INSTRUCTION
Take the data that follows and retype it word for word.

MATERIAL PROVIDED
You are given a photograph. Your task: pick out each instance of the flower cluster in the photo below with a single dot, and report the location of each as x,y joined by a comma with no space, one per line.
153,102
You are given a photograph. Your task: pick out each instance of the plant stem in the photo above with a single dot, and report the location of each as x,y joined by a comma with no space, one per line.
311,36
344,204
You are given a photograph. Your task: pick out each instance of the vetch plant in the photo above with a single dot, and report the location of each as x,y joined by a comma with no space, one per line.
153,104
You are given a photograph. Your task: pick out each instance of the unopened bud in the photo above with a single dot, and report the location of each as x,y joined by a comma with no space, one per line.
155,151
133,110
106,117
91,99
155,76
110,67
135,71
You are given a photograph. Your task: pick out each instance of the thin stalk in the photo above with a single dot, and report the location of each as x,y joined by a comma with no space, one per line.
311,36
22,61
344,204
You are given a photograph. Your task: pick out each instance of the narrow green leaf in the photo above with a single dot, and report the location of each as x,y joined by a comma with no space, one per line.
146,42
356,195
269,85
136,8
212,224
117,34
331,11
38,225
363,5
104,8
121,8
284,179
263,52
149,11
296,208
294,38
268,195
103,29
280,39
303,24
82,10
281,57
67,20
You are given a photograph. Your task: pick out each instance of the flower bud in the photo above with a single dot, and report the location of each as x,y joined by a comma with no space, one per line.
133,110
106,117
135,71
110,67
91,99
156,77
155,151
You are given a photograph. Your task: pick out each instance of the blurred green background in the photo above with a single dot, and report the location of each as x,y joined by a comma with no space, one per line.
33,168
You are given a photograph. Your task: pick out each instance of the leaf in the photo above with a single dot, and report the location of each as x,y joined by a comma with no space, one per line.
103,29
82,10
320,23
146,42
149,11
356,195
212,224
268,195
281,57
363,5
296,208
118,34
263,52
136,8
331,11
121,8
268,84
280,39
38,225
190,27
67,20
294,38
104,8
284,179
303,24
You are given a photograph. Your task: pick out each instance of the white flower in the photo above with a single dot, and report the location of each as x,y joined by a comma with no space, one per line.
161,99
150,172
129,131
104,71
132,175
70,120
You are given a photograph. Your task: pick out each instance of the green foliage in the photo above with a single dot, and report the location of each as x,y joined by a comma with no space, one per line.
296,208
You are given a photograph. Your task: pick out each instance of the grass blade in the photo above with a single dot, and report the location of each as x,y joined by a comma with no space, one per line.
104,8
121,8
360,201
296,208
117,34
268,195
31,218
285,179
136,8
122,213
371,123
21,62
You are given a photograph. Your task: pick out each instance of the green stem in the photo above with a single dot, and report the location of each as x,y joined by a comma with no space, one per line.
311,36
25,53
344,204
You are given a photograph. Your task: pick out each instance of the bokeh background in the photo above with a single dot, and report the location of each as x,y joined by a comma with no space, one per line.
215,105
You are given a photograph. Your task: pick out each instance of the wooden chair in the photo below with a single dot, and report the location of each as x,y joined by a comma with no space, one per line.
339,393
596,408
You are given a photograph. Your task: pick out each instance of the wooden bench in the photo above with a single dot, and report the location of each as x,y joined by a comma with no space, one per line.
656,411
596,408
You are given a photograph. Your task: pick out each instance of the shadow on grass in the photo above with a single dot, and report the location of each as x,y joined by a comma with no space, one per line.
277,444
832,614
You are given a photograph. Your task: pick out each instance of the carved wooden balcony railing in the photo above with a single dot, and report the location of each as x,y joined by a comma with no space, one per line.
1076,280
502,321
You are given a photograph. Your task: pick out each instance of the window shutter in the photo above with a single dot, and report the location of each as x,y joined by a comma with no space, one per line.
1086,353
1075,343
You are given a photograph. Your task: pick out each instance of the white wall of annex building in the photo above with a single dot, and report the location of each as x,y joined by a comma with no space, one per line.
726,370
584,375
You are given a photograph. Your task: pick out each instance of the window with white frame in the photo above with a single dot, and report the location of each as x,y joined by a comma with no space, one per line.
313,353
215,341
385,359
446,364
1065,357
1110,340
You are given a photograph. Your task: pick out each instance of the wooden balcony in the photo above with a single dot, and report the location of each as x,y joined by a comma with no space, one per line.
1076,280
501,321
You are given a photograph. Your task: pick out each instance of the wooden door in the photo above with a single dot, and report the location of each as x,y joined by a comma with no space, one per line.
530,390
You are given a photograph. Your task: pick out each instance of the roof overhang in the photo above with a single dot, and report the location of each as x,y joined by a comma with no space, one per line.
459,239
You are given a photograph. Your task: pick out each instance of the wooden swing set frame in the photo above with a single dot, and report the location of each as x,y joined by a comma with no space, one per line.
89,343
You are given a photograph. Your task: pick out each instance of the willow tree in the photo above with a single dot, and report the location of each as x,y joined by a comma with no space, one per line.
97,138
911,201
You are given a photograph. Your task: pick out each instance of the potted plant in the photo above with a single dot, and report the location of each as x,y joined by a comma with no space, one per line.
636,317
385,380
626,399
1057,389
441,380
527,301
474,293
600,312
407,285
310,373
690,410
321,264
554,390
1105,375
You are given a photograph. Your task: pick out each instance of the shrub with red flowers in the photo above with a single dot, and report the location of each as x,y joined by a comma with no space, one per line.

RESULT FOR THIS EXERCISE
You are given a photograph. Your task: pick out each instance of the flower cluster in the photo below with a single dot, and report the location of each as x,y joined by a comma with no space, one per line.
153,102
You are given a photograph. Your task: pick out each instance of the plant stem in the photo above with a single dot, and report the location of each as x,y joined by a comma with no space, one per line.
311,36
344,204
You are given a photograph. Your task: pick out each instance of the vetch plant in the photo above with a single dot, and report the location of each as x,y joined by a comma with no space, one per line.
153,104
You are given a photograph. Your task: pick out each instance of the unopened bud in the photo above with a single dot, and report the location of each as x,y joined by a comma with no space, one per line.
155,151
133,110
106,117
91,99
155,76
110,67
135,71
You are given a photograph. Your task: pick out each instance of the thin stalk in the photo above with a single dot, and report the location of each as x,y joined by a comma with no space, one per line.
311,36
22,61
344,204
You are given a photograph. Your task: pick out each instance of the narrow green leaf in the photo above with a single dot, and report the location of each as x,y joined by a comma with no space, one per line.
146,42
356,195
269,85
136,8
212,224
117,34
331,11
38,225
363,5
104,8
121,8
284,179
263,52
149,11
296,208
294,38
268,195
103,29
280,39
303,24
82,10
281,57
67,20
You are given a photograph. Your task: pick out each instance of the flower bud in the photo above with a single dot, and report the location of each as x,y joined by a comma with no space, one per line.
133,110
106,117
135,71
110,67
91,99
156,77
155,151
You are given a photograph. Your task: pick out each instance of the blurred green background in the photo above with a single dot, and report the location of each as x,y joined by a comma with no space, one per line.
33,168
You are given a photograph. Your task: pick out each instance of the leaf in the photo above with a single dot, and report the location of each as x,y joined by a comma with no space, one per line.
103,29
82,10
320,23
146,42
149,11
356,195
212,224
268,195
281,57
363,5
296,208
118,34
263,52
136,8
331,11
121,8
268,84
280,39
38,225
190,27
67,20
294,38
104,8
284,179
303,24
You are given a photograph. Your task: pick out each instance of the white flower in the photo above with a single dot, and report the location of each as x,y joined by a comma with no space, one per line.
161,99
150,172
129,131
104,71
132,175
70,120
You are given a photograph. Your task: pick out each instance of the green foliage in the photo above with a single dot, and report the location of each as x,y joined by a comma with no space, one per line.
296,208
You are given a photograph. Your task: pick out each instance of the grass blade in the photo above with a single dot, and report the location of each as x,y joined by a comma with no space, one per line.
104,8
121,8
360,201
296,208
117,34
268,195
31,218
285,179
136,8
122,213
371,123
21,62
You are given a photograph. Your task: pick out each instance of the green stem in the photo above with a single dot, and report the location of each as x,y joined by a comma with no space, one per line.
311,36
25,53
344,204
You are given a photograph. Your task: pick out each instance of the bokeh background in the photo above with a single dot, and report the location of each as x,y joined by a comma with no space, one per line.
215,105
You are given a photograph. Your task: pick out each instance of the wooden chair in the photo below with a single dot, and report the location of each as x,y joined by a comma with no space, one per line.
339,393
596,408
You are given a photograph. Your task: pick out each instance of the wooden bench in the photo above with a single dot, and report the location of each as x,y joined by a comma with no space, one per line.
656,411
596,408
You are given a photograph. Your task: pick out each instance of the shadow on grass in the photo above with a single dot, and report the location of each as x,y joined by a comma with no space, one per line.
277,444
832,614
You are given a photograph. Your task: pick out each instance of the carved wooden balcony railing in the photo above with a single dot, and report the location of each as x,y joined by a comma with no space, one per line.
1076,280
502,321
You are given a photograph. Your task: pick out each instance of the window shutter in the photo above with a single dot, and report the location of each as x,y joined by a comma with no space, one per line.
1086,353
1075,343
You are given a photograph. Your task: pick out each instance of the white wall of annex building in the photo above with a single dot, and report the location of each as x,y joined by a comma with no space, one per line.
726,370
584,375
You are given a photograph. Your task: pick out each instance of the window with white frame in the photo above with a single dot, and report the location of each as x,y joined by a comma with no space, one per line.
313,353
215,341
385,359
446,364
1065,357
1110,340
You are given a photograph. Your task: pick out each instance of the wooden balcony in the photo above with a single dot, and report the location of each as x,y joined by a comma with no space, one per line.
1076,280
501,321
You are given a photograph. Your task: pick out each instance of the wooden door in the photo above with a single dot, and report the location of each as x,y joined by a comma with no space, one per line.
530,390
You are given a photograph. Your task: pick out each instance of the roof overhang in the photo above with a single dot, and report the location of each as x,y joined by a comma with no space, one per line.
459,239
You are given a photograph. Your task: pick out each instance of the wooden swing set frame in the photo above with a single dot, and report the location of each as x,y joined by a comma with no space, one per line.
89,343
You are given a photograph. Your task: pick out each instance of the willow tree in the photo above with a single dot, and report the location of each as x,y joined by a comma with no space, one per line.
97,138
911,201
You are given a photograph. Your task: pick out each instance of the potted plant in the photo above with a single dot, and report the location of each as x,y joined by a comma with no space, one per line.
636,317
385,380
626,399
1057,389
441,380
527,301
474,293
600,312
407,285
310,373
690,410
321,264
554,390
1105,375
You are given a photograph. Your task: pick out each instance of the shrub with red flowers in the photo above with a single dot, and report the location of each as x,y joined by a comma with no space, one per line.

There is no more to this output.